*** RECORDS SHOWN ***

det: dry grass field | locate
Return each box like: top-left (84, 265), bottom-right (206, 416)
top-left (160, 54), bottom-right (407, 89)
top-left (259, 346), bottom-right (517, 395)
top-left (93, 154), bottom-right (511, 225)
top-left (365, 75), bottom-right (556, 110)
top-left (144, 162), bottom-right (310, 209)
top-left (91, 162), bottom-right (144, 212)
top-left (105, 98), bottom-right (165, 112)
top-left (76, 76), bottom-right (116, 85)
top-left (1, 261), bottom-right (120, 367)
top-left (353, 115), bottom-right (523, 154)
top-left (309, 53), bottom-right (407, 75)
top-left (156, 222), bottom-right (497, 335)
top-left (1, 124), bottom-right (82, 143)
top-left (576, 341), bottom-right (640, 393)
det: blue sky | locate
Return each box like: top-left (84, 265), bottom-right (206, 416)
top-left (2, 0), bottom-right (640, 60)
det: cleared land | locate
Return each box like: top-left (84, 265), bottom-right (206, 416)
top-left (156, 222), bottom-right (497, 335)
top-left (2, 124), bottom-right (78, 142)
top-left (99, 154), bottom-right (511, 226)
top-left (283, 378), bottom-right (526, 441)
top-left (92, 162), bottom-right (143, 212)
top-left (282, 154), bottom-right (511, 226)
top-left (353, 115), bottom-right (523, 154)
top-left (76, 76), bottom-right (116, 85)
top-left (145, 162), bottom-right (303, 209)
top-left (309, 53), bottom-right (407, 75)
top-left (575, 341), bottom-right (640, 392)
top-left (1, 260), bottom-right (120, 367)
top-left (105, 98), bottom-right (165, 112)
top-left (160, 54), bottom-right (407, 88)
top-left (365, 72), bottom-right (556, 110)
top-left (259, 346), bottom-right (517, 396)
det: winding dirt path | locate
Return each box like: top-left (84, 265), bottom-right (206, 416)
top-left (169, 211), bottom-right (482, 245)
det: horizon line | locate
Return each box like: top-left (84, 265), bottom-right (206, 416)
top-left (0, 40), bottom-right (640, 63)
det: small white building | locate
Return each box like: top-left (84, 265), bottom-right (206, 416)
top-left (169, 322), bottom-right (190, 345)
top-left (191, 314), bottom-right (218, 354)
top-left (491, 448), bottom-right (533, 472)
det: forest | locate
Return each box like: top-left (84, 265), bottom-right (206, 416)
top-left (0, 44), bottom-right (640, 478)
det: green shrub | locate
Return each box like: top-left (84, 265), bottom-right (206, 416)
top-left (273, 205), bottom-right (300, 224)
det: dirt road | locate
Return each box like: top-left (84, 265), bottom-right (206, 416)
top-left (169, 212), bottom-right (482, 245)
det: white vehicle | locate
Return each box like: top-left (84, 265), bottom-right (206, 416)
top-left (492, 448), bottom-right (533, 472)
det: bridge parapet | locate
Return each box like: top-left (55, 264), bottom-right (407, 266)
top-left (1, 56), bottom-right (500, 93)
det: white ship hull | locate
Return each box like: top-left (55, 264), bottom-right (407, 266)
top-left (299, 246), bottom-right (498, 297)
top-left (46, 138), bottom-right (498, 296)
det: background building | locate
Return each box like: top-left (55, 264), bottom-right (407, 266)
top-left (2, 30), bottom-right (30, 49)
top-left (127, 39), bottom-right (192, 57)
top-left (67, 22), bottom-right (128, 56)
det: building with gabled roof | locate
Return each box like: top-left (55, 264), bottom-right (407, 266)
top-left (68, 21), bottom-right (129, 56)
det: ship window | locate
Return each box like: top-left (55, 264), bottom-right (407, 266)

***

* WHAT YOU WILL DO:
Return the whole listing above word for word, with every line in its original order.

* WRITTEN ANSWER:
det: dry grass field | locate
Return each box like: top-left (84, 265), bottom-right (206, 416)
top-left (160, 54), bottom-right (407, 89)
top-left (259, 346), bottom-right (517, 395)
top-left (93, 154), bottom-right (511, 225)
top-left (365, 75), bottom-right (556, 110)
top-left (144, 162), bottom-right (310, 209)
top-left (91, 162), bottom-right (144, 212)
top-left (105, 98), bottom-right (165, 112)
top-left (76, 76), bottom-right (116, 85)
top-left (1, 261), bottom-right (120, 367)
top-left (353, 115), bottom-right (523, 154)
top-left (309, 53), bottom-right (407, 75)
top-left (156, 222), bottom-right (497, 335)
top-left (1, 124), bottom-right (82, 143)
top-left (576, 341), bottom-right (640, 393)
det: blue sky | locate
Return each box like: top-left (84, 265), bottom-right (206, 416)
top-left (2, 0), bottom-right (640, 60)
det: cleared land | locate
Return each box like: top-left (84, 265), bottom-right (206, 416)
top-left (156, 222), bottom-right (497, 335)
top-left (2, 124), bottom-right (78, 142)
top-left (99, 154), bottom-right (511, 226)
top-left (283, 378), bottom-right (526, 441)
top-left (92, 162), bottom-right (143, 212)
top-left (282, 154), bottom-right (511, 226)
top-left (353, 115), bottom-right (523, 154)
top-left (76, 76), bottom-right (116, 85)
top-left (145, 162), bottom-right (303, 209)
top-left (309, 53), bottom-right (407, 75)
top-left (575, 341), bottom-right (640, 392)
top-left (1, 260), bottom-right (120, 367)
top-left (105, 98), bottom-right (165, 112)
top-left (160, 54), bottom-right (407, 88)
top-left (365, 72), bottom-right (556, 110)
top-left (259, 346), bottom-right (517, 396)
det: winding dirt path | locate
Return each box like: top-left (84, 265), bottom-right (206, 416)
top-left (169, 211), bottom-right (482, 245)
det: horizon line | locate
Return each box like: top-left (84, 265), bottom-right (206, 416)
top-left (0, 40), bottom-right (640, 63)
det: small white building | locate
Return each box like: top-left (84, 265), bottom-right (206, 416)
top-left (169, 322), bottom-right (190, 345)
top-left (191, 314), bottom-right (218, 354)
top-left (491, 448), bottom-right (533, 472)
det: forest | locate
Return each box like: top-left (84, 265), bottom-right (206, 416)
top-left (0, 44), bottom-right (640, 478)
det: green shrub | locate
Return each box like: top-left (84, 265), bottom-right (206, 416)
top-left (273, 205), bottom-right (300, 224)
det: dirt road | locate
Return each box like: top-left (84, 265), bottom-right (206, 416)
top-left (169, 212), bottom-right (482, 245)
det: white vehicle | locate
Return each box like: top-left (84, 265), bottom-right (206, 416)
top-left (492, 448), bottom-right (533, 472)
det: bridge parapet | locate
Return each box like: top-left (55, 264), bottom-right (407, 266)
top-left (1, 56), bottom-right (500, 93)
det: white ship hull | locate
Return each box like: top-left (55, 264), bottom-right (407, 266)
top-left (299, 246), bottom-right (498, 297)
top-left (46, 138), bottom-right (498, 296)
det: background building | locate
Return each box like: top-left (55, 264), bottom-right (407, 266)
top-left (2, 30), bottom-right (30, 49)
top-left (127, 39), bottom-right (192, 57)
top-left (67, 22), bottom-right (128, 56)
det: building with gabled roof | locate
Return each box like: top-left (55, 264), bottom-right (407, 266)
top-left (68, 21), bottom-right (129, 56)
det: ship window | locate
Return each box like: top-left (55, 264), bottom-right (407, 266)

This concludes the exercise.